## [Extract]
####################

CHECKPOINT: Let's make sure you entered all the code above correctly and rerun the last checkpoint.

run: ./gradlew clean build should still produce BUILD SUCCESSFUL

Step 6. Setup functions to transform data frame operations.

Before we get to the actual main() function where we'll initialize a Spark session, let's write a few functions that will help during the analysis and transformation. You'll see how these all tie together as we continue to work through the workshop.

First, let's write a function that takes as a parameter a Spark dataframe and keeps all rows that have > 30 for the expected column 'elapsed_seconds'.

We will use this to remove song plays from our dataset that didn't play for more than 30 seconds. The labels tend not to be interested in these.

def filterOnSpinTime(spins: DataFrame) = {
    spins.filter(col("elapsed_seconds") > lit(30))
}

Let's also define the function that will group and count the spins dataframe by zipcode and subscription type. This is how we'll produce our per-zipcode per-subscription type analysis.

def countSpinsBySub(deduped_df: DataFrame) = {
    deduped_df.groupBy("fake_zipcode", "subscription_type").
        agg(count("*").as("spins")).
        select("fake_zipcode", "subscription_type", "spins").
        orderBy("fake_zipcode", "subscription_type")
}

Finally for this step, let's write a validation function. It will take in 2 integers. One for the number of rows, and another to define what the threshold for a minimum number of acceptable rows should be. If the number of rows is less than the threshold, we throw an exception. Otherwise exit normally and don't return anything.

####################

## [Data section]
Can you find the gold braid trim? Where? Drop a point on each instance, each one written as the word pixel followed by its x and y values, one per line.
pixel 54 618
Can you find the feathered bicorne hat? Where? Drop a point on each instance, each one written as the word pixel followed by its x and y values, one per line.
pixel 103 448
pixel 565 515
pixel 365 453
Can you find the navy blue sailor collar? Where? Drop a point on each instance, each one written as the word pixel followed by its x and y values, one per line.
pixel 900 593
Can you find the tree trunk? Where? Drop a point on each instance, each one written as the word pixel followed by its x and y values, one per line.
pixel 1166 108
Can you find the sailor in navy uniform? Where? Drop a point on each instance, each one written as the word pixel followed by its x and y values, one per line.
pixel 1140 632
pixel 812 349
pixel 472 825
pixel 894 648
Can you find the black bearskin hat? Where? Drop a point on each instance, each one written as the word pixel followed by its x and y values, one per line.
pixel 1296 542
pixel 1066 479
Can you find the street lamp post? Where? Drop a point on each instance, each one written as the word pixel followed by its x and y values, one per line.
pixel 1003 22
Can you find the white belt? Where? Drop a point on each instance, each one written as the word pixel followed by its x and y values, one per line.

####################

## [Brief 1]
Using the Spark workshop step, decide whether each statement agrees with it: (a) the first function keeps rows whose 'elapsed_seconds' value is above 30; (b) the counting function groups the spins by zipcode and artist; (c) the validation function returns the row count when it meets the threshold. For each, answer yes or no and quote the deciding words.
## [Brief 2]
Reproduce the part of the Spark workshop step starting with "Step 6. Setup" and going on through "per-subscription type analysis.".

## [Finished answer 1]
(a) Yes: "keeps all rows that have > 30 for the expected column 'elapsed_seconds'"
(b) No: "group and count the spins dataframe by zipcode and subscription type"
(c) No: "Otherwise exit normally and don't return anything."

## [Finished answer 2]
Step 6. Setup functions to transform data frame operations.

Before we get to the actual main() function where we'll initialize a Spark session, let's write a few functions that will help during the analysis and transformation. You'll see how these all tie together as we continue to work through the workshop.

First, let's write a function that takes as a parameter a Spark dataframe and keeps all rows that have > 30 for the expected column 'elapsed_seconds'.

We will use this to remove song plays from our dataset that didn't play for more than 30 seconds. The labels tend not to be interested in these.

def filterOnSpinTime(spins: DataFrame) = {
    spins.filter(col("elapsed_seconds") > lit(30))
}

Let's also define the function that will group and count the spins dataframe by zipcode and subscription type. This is how we'll produce our per-zipcode per-subscription type analysis.